--- Set exercise ---
Your task is to transcribe the data in full.

--- Material for this exercise ---
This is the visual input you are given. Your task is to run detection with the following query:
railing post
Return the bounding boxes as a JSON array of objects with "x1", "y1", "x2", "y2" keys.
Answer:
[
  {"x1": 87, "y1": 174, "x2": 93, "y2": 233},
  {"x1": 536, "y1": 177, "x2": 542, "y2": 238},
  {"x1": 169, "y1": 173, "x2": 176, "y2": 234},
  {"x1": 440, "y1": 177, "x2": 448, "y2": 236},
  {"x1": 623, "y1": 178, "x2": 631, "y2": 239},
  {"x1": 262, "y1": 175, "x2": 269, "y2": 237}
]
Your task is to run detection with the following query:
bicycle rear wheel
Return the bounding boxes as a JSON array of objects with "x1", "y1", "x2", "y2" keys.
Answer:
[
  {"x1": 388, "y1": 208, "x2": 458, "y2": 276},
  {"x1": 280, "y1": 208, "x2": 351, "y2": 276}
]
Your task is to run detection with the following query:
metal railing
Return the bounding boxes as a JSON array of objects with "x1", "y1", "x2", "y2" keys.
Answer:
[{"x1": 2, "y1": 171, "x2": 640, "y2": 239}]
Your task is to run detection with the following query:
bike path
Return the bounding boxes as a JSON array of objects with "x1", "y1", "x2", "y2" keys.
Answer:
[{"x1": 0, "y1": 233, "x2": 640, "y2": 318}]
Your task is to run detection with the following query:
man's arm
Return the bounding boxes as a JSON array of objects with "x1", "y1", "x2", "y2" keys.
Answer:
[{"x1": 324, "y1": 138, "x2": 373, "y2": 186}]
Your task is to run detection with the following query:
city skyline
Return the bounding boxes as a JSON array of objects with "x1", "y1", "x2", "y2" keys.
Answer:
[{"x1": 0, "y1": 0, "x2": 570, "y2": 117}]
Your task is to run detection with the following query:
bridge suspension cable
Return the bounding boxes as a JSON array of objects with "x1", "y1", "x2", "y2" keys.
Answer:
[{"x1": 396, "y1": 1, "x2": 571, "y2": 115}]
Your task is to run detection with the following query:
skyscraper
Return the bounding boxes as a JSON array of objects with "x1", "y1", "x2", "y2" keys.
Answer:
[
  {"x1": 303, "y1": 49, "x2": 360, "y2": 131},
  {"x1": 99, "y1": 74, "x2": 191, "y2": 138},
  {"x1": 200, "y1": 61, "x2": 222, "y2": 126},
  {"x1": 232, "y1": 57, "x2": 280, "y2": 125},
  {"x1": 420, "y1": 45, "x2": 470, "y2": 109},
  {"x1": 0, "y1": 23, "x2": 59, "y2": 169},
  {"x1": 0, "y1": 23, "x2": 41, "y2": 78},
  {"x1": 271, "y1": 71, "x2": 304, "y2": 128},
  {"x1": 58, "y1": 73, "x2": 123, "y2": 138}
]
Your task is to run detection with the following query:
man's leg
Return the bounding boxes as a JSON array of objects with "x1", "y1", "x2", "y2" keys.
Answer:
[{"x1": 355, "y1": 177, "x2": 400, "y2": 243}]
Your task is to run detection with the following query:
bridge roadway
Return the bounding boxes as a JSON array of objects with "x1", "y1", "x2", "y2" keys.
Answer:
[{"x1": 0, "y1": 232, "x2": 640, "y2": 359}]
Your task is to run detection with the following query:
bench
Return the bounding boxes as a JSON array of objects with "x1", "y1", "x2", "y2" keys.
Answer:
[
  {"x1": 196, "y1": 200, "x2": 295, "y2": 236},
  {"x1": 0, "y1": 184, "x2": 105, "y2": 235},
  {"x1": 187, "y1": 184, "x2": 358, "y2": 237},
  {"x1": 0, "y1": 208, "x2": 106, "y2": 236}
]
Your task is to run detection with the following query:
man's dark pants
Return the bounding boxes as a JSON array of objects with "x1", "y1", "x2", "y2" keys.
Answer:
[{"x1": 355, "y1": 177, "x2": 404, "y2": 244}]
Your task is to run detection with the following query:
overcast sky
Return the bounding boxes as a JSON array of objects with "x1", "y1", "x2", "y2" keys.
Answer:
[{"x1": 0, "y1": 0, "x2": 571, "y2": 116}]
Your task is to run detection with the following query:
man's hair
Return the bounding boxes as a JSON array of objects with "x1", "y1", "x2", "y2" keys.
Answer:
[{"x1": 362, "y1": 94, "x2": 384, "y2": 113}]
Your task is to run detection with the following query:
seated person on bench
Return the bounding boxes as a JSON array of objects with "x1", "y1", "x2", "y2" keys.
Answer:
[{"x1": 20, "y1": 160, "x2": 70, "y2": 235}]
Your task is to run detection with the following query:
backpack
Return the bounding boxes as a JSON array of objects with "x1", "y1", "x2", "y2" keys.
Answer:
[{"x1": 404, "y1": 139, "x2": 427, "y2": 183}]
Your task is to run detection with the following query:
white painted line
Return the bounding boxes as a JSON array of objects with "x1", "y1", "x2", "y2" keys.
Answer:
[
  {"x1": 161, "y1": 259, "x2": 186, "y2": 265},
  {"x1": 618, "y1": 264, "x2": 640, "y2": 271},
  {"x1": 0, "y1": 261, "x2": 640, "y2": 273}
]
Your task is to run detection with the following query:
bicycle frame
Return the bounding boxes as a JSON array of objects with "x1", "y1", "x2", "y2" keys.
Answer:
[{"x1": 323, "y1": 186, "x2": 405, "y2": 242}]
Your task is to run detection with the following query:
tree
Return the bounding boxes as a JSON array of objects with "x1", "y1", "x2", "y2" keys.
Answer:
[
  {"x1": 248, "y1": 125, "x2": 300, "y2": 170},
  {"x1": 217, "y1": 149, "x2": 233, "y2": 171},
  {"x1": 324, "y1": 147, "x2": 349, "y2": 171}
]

--- The completed task ---
This is the visual input you are given. Your task is to run detection with the following query:
railing post
Return the bounding boxes as a JSON array of objects with "x1", "y1", "x2", "y2" keys.
Answer:
[
  {"x1": 87, "y1": 174, "x2": 93, "y2": 233},
  {"x1": 536, "y1": 177, "x2": 542, "y2": 238},
  {"x1": 169, "y1": 173, "x2": 176, "y2": 234},
  {"x1": 440, "y1": 177, "x2": 448, "y2": 236},
  {"x1": 623, "y1": 178, "x2": 631, "y2": 239},
  {"x1": 262, "y1": 175, "x2": 269, "y2": 237}
]
Your task is to run detection with the following query:
bicycle rear wheel
Return the bounding boxes as a JSON array of objects with "x1", "y1", "x2", "y2" keys.
Answer:
[
  {"x1": 388, "y1": 208, "x2": 458, "y2": 276},
  {"x1": 280, "y1": 208, "x2": 351, "y2": 276}
]
Your task is to run detection with the following query:
metal railing
Return the bounding boxes as a JSON array of objects with "x1", "y1", "x2", "y2" keys.
Answer:
[{"x1": 2, "y1": 171, "x2": 640, "y2": 239}]
Your task is to run detection with the following query:
bike path
Return the bounding boxes as a JSON array of objects with "x1", "y1", "x2", "y2" keys.
Answer:
[{"x1": 0, "y1": 233, "x2": 640, "y2": 318}]
Your task is to run detection with the following query:
man's arm
Return the bounding boxes as a JSON array of objects with "x1", "y1", "x2", "y2" keys.
Answer:
[{"x1": 324, "y1": 138, "x2": 373, "y2": 186}]
Your task is to run detection with the following query:
city skyline
Return the bounding boxes as a JSON array of objects with "x1", "y1", "x2", "y2" keys.
Answer:
[{"x1": 0, "y1": 0, "x2": 570, "y2": 117}]
Your task is to run detection with the following query:
bridge suspension cable
Return the bounding boxes as a JSON array of objects with "x1", "y1", "x2", "y2" keys.
Answer:
[{"x1": 396, "y1": 1, "x2": 571, "y2": 115}]
Your task is to run detection with the following query:
skyscraper
Return the bounding boxes as a JSON array of objects with "x1", "y1", "x2", "y2" keys.
Answer:
[
  {"x1": 303, "y1": 49, "x2": 360, "y2": 131},
  {"x1": 99, "y1": 74, "x2": 191, "y2": 138},
  {"x1": 200, "y1": 61, "x2": 222, "y2": 126},
  {"x1": 232, "y1": 57, "x2": 280, "y2": 125},
  {"x1": 420, "y1": 45, "x2": 470, "y2": 109},
  {"x1": 0, "y1": 23, "x2": 59, "y2": 169},
  {"x1": 0, "y1": 23, "x2": 41, "y2": 78},
  {"x1": 271, "y1": 71, "x2": 304, "y2": 128},
  {"x1": 58, "y1": 73, "x2": 123, "y2": 138}
]
Your task is to run detection with the following query:
man's leg
Return the bounding boxes as a JSON array of objects with "x1", "y1", "x2", "y2" keys.
Answer:
[{"x1": 355, "y1": 177, "x2": 400, "y2": 243}]
Your task is to run detection with the following query:
bridge roadway
Return the bounding boxes as a JSON array of objects with "x1", "y1", "x2", "y2" keys.
Answer:
[{"x1": 0, "y1": 232, "x2": 640, "y2": 359}]
Your task is to run detection with the following query:
bench
Return the bounding boxes as a JSON array of objects with "x1", "y1", "x2", "y2" keys.
Answer:
[
  {"x1": 196, "y1": 200, "x2": 295, "y2": 236},
  {"x1": 0, "y1": 184, "x2": 105, "y2": 235},
  {"x1": 187, "y1": 184, "x2": 358, "y2": 237},
  {"x1": 0, "y1": 208, "x2": 106, "y2": 236}
]
Your task is to run detection with the following query:
man's dark pants
Return the bounding boxes as a JSON array of objects with "x1", "y1", "x2", "y2" keys.
Answer:
[{"x1": 355, "y1": 177, "x2": 404, "y2": 244}]
Your task is to run detection with the following query:
overcast sky
Return the bounding boxes as a JSON array of objects with "x1", "y1", "x2", "y2" keys.
Answer:
[{"x1": 0, "y1": 0, "x2": 571, "y2": 116}]
Your task is to run detection with the following query:
man's hair
Return the bounding boxes as a JSON array of objects with "x1", "y1", "x2", "y2" keys.
Answer:
[{"x1": 362, "y1": 94, "x2": 384, "y2": 113}]
Your task is to run detection with the following query:
seated person on bench
Return the bounding boxes as a JSON array of objects with "x1", "y1", "x2", "y2" keys.
Answer:
[{"x1": 20, "y1": 160, "x2": 70, "y2": 235}]
Your task is to run detection with the following query:
backpack
Return the bounding boxes as a JSON array of objects with "x1", "y1", "x2", "y2" keys.
Answer:
[{"x1": 404, "y1": 139, "x2": 427, "y2": 183}]
Your task is to run detection with the following query:
white painted line
Return the bounding boxes as a JSON array of objects with "x1", "y1", "x2", "y2" keys.
Answer:
[
  {"x1": 161, "y1": 259, "x2": 186, "y2": 265},
  {"x1": 618, "y1": 264, "x2": 640, "y2": 271},
  {"x1": 0, "y1": 261, "x2": 640, "y2": 273}
]
Your task is to run detection with the following query:
bicycle frame
Return the bounding boxes as a JSON array of objects with "x1", "y1", "x2", "y2" keys.
Answer:
[{"x1": 323, "y1": 186, "x2": 405, "y2": 242}]
Your task is to run detection with the following query:
tree
Return the bounding boxes as a JSON array of objects with "x1", "y1", "x2", "y2" keys.
Answer:
[
  {"x1": 248, "y1": 125, "x2": 300, "y2": 170},
  {"x1": 217, "y1": 149, "x2": 233, "y2": 171},
  {"x1": 324, "y1": 147, "x2": 349, "y2": 171}
]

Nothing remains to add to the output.